| EXERCISE BRIEF |
Show every line of the data that includes the word "tree".

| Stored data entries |
== == ==

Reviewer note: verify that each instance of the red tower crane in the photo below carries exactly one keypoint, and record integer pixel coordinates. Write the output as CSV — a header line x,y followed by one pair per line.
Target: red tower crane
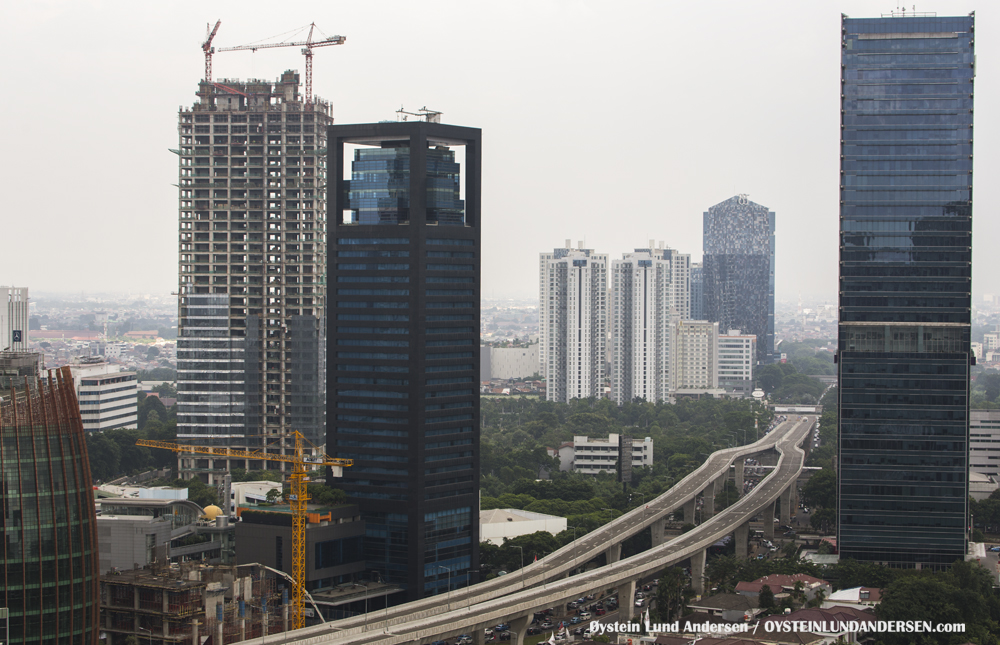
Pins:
x,y
209,50
309,43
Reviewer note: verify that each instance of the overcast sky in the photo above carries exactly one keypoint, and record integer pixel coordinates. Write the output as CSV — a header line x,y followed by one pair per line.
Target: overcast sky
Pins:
x,y
608,123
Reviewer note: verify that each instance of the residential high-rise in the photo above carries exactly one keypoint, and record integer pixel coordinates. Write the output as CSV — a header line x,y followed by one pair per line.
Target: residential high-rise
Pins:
x,y
697,292
649,294
404,353
13,319
905,278
572,312
49,565
251,328
738,270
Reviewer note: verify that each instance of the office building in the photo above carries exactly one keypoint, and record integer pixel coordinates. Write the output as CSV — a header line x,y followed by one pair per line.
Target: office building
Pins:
x,y
250,344
573,322
697,291
592,456
649,295
13,319
984,442
404,345
737,356
48,566
738,270
696,352
107,395
905,277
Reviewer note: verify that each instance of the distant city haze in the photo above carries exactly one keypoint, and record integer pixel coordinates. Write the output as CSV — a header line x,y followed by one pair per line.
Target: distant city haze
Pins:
x,y
610,124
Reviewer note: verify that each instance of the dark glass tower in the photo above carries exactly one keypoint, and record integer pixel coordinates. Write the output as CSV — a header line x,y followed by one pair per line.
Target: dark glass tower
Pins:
x,y
905,278
403,353
48,564
738,270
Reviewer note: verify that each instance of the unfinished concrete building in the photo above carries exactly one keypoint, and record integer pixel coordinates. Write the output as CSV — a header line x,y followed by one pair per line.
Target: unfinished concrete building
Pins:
x,y
252,271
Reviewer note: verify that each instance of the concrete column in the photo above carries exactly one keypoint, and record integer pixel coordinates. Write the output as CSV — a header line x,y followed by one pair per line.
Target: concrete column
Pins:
x,y
768,516
708,510
741,535
698,572
518,627
657,529
786,503
626,601
689,508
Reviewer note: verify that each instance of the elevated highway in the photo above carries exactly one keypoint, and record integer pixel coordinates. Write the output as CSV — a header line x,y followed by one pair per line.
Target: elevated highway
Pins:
x,y
515,597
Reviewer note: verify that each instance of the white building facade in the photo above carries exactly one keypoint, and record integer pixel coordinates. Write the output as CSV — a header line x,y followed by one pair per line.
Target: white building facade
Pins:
x,y
650,293
14,319
573,323
737,355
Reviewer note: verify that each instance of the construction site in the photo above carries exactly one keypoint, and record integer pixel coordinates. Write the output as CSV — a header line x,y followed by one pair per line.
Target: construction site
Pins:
x,y
192,603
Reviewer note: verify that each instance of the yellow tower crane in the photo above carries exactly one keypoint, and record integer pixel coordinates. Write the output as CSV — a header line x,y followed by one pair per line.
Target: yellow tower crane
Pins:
x,y
303,458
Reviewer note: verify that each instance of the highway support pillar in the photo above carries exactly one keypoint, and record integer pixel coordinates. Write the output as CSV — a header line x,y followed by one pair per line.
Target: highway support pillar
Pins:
x,y
742,535
708,510
689,508
786,504
626,601
767,515
656,530
698,572
519,627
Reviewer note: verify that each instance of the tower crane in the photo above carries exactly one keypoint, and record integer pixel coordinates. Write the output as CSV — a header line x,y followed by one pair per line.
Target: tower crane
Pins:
x,y
209,50
309,43
298,498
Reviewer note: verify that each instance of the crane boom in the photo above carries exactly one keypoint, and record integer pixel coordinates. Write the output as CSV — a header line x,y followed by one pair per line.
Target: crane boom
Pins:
x,y
298,498
209,50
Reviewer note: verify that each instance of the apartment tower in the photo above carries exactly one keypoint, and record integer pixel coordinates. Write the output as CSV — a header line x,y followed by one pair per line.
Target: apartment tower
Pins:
x,y
252,292
905,277
404,355
738,270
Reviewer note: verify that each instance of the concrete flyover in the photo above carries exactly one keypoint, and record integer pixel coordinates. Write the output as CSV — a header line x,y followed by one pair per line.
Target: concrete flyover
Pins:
x,y
515,597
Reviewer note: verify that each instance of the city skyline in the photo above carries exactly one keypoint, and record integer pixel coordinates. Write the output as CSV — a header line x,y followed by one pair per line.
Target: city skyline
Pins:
x,y
742,133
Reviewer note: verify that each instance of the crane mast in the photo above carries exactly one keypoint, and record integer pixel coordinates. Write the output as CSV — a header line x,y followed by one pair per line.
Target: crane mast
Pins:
x,y
302,460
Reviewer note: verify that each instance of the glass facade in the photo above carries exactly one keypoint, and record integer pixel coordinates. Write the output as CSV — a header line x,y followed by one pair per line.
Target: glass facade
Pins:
x,y
905,288
738,270
403,358
48,566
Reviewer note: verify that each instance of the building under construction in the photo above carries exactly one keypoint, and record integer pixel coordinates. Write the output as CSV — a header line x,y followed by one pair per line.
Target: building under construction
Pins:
x,y
167,605
48,563
252,271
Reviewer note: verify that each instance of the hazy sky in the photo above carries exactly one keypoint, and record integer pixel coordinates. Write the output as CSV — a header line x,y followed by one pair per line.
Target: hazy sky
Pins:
x,y
610,123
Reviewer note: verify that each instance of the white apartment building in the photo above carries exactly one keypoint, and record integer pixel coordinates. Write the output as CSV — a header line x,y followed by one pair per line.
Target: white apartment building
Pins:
x,y
737,354
14,319
572,322
591,456
650,292
107,395
696,352
984,442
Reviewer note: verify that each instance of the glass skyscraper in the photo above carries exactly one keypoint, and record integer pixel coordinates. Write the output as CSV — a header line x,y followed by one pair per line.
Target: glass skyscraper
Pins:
x,y
905,278
738,270
403,353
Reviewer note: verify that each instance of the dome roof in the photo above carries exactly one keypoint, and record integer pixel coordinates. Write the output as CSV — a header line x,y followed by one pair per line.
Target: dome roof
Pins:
x,y
212,512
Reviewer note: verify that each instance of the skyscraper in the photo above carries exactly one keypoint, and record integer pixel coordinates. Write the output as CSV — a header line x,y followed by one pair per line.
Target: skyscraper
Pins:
x,y
738,270
905,276
650,293
49,566
573,294
404,345
252,268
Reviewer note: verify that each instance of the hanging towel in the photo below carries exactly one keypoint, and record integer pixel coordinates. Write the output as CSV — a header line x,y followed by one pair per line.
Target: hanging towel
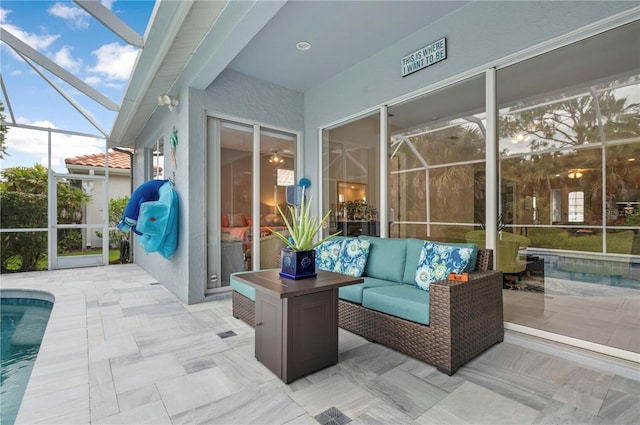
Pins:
x,y
152,214
147,191
158,222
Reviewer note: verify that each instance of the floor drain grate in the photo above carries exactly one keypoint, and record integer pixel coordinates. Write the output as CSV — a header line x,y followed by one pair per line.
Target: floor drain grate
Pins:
x,y
332,416
226,334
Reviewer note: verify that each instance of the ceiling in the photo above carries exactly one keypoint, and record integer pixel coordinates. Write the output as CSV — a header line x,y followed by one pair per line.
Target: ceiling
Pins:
x,y
341,33
189,43
259,39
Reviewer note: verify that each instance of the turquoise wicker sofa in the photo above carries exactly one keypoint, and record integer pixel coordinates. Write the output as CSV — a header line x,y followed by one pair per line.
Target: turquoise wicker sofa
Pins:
x,y
446,326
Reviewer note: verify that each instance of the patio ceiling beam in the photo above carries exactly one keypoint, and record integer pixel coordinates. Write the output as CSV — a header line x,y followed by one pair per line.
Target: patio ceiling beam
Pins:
x,y
6,98
68,98
26,50
111,21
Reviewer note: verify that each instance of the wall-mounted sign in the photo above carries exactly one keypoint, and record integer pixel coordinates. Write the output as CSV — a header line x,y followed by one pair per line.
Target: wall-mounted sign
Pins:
x,y
424,57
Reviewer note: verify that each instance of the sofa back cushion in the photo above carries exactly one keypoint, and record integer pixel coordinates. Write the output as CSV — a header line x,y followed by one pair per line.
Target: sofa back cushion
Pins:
x,y
414,247
343,255
353,256
386,259
328,253
438,260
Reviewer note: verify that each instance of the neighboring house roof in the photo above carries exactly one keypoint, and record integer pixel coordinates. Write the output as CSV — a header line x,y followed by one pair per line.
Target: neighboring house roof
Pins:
x,y
117,160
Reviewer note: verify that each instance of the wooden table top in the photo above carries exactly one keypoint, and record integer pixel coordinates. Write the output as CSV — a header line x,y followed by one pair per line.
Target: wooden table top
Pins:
x,y
271,281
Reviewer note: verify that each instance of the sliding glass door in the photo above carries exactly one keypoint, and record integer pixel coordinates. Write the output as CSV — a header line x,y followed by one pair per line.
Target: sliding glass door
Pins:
x,y
248,167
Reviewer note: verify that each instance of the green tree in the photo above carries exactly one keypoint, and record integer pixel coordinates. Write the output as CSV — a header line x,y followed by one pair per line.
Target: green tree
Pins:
x,y
24,197
3,133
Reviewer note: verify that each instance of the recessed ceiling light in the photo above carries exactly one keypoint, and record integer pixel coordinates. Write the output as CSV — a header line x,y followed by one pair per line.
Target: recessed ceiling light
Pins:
x,y
303,45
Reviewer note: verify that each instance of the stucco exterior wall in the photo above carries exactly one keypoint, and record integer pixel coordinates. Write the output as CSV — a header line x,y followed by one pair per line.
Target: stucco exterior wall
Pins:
x,y
233,95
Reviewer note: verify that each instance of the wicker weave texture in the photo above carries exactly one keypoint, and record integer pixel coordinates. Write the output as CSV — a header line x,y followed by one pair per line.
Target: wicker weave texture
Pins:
x,y
243,309
466,318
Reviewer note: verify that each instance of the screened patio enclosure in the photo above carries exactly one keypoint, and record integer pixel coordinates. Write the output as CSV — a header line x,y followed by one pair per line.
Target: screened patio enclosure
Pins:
x,y
567,184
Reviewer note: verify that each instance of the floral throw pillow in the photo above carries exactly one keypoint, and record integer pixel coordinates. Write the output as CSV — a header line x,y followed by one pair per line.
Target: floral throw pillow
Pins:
x,y
327,254
353,257
437,261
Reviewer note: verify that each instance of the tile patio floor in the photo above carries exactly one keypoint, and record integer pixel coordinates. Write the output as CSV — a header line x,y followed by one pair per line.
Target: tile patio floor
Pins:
x,y
121,349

== == ==

| RESPONSE AREA |
Reviewer note: verify that each instance of the green tree in the photo above carries exactly one keypoint, and record integer pixel coordinates. Write the output as CSV — a header line x,y followed by one pair per line.
Target: green tree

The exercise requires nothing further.